■ **GIVEN REQUEST**
Count the lines in the rows below that contain the string "standing", and give only that number.

■ **ENTRIES**

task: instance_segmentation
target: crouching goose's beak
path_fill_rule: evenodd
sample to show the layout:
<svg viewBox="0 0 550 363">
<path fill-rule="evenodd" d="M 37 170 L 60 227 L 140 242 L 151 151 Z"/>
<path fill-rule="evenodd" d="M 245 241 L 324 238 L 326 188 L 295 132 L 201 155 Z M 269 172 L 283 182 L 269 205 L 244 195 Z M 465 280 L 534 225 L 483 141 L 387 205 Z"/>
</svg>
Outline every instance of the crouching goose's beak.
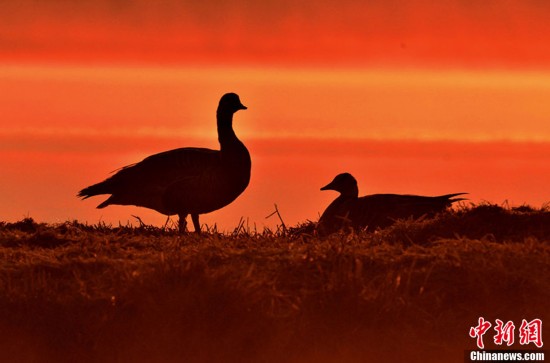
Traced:
<svg viewBox="0 0 550 363">
<path fill-rule="evenodd" d="M 330 182 L 327 185 L 325 185 L 324 187 L 322 187 L 321 190 L 335 190 L 333 184 L 334 184 L 334 182 Z"/>
</svg>

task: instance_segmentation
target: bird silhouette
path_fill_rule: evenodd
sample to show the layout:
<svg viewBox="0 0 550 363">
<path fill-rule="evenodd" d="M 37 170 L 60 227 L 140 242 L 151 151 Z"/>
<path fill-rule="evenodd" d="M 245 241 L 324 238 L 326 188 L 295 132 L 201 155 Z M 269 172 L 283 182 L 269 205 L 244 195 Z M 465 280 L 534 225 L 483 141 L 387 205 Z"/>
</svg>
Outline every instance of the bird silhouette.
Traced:
<svg viewBox="0 0 550 363">
<path fill-rule="evenodd" d="M 181 232 L 187 230 L 186 218 L 191 214 L 200 233 L 199 215 L 225 207 L 250 181 L 250 154 L 233 131 L 233 114 L 246 109 L 235 93 L 220 99 L 216 113 L 220 150 L 186 147 L 151 155 L 82 189 L 78 196 L 111 194 L 97 208 L 135 205 L 168 216 L 177 214 Z"/>
<path fill-rule="evenodd" d="M 445 194 L 436 197 L 401 194 L 373 194 L 359 197 L 357 181 L 349 173 L 338 174 L 321 190 L 335 190 L 340 195 L 319 218 L 317 231 L 328 235 L 342 229 L 375 230 L 393 224 L 397 219 L 434 215 L 466 193 Z"/>
</svg>

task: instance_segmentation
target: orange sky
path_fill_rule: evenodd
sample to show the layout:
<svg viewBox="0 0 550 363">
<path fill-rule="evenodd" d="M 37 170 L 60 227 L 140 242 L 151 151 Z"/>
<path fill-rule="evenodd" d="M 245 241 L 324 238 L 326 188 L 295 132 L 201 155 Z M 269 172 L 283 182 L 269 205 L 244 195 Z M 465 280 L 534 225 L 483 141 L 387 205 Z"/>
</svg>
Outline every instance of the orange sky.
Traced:
<svg viewBox="0 0 550 363">
<path fill-rule="evenodd" d="M 540 0 L 3 1 L 0 59 L 547 68 Z"/>
</svg>

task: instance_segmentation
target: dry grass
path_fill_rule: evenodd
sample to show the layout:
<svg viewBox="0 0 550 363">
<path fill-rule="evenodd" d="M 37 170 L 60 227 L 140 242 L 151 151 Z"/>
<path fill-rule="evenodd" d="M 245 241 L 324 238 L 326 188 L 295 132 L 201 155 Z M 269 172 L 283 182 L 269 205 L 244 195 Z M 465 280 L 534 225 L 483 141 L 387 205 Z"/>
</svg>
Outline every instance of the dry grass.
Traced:
<svg viewBox="0 0 550 363">
<path fill-rule="evenodd" d="M 311 232 L 1 223 L 0 361 L 462 362 L 478 316 L 549 321 L 547 209 Z"/>
</svg>

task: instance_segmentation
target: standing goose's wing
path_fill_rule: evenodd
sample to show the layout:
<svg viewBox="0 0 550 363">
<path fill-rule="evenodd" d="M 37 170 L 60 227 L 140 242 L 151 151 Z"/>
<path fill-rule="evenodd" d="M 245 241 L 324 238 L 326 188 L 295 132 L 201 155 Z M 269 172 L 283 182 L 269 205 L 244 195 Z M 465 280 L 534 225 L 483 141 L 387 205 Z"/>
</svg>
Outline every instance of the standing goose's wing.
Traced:
<svg viewBox="0 0 550 363">
<path fill-rule="evenodd" d="M 219 168 L 219 165 L 220 152 L 216 150 L 170 150 L 123 167 L 107 180 L 83 189 L 80 196 L 87 198 L 98 194 L 112 194 L 98 208 L 110 204 L 139 205 L 163 212 L 166 210 L 164 194 L 171 184 L 178 180 L 192 181 Z"/>
</svg>

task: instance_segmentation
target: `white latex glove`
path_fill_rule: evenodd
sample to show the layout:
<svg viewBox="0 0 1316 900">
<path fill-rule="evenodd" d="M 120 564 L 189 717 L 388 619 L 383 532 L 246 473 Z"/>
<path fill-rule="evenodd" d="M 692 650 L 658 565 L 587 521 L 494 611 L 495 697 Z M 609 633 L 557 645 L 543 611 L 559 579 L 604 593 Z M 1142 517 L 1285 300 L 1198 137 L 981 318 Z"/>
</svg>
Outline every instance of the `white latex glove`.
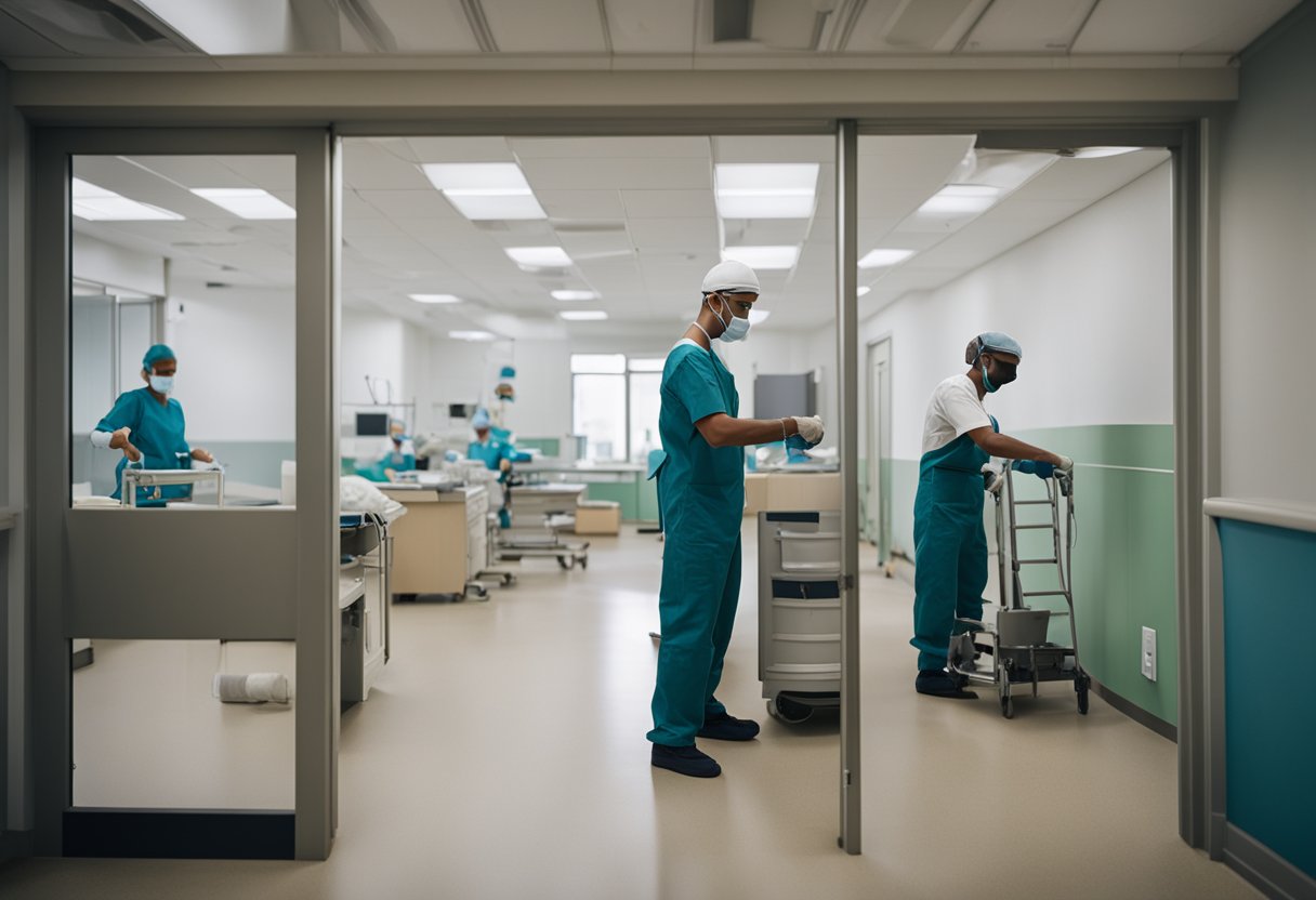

■ **EXERCISE SOLUTION**
2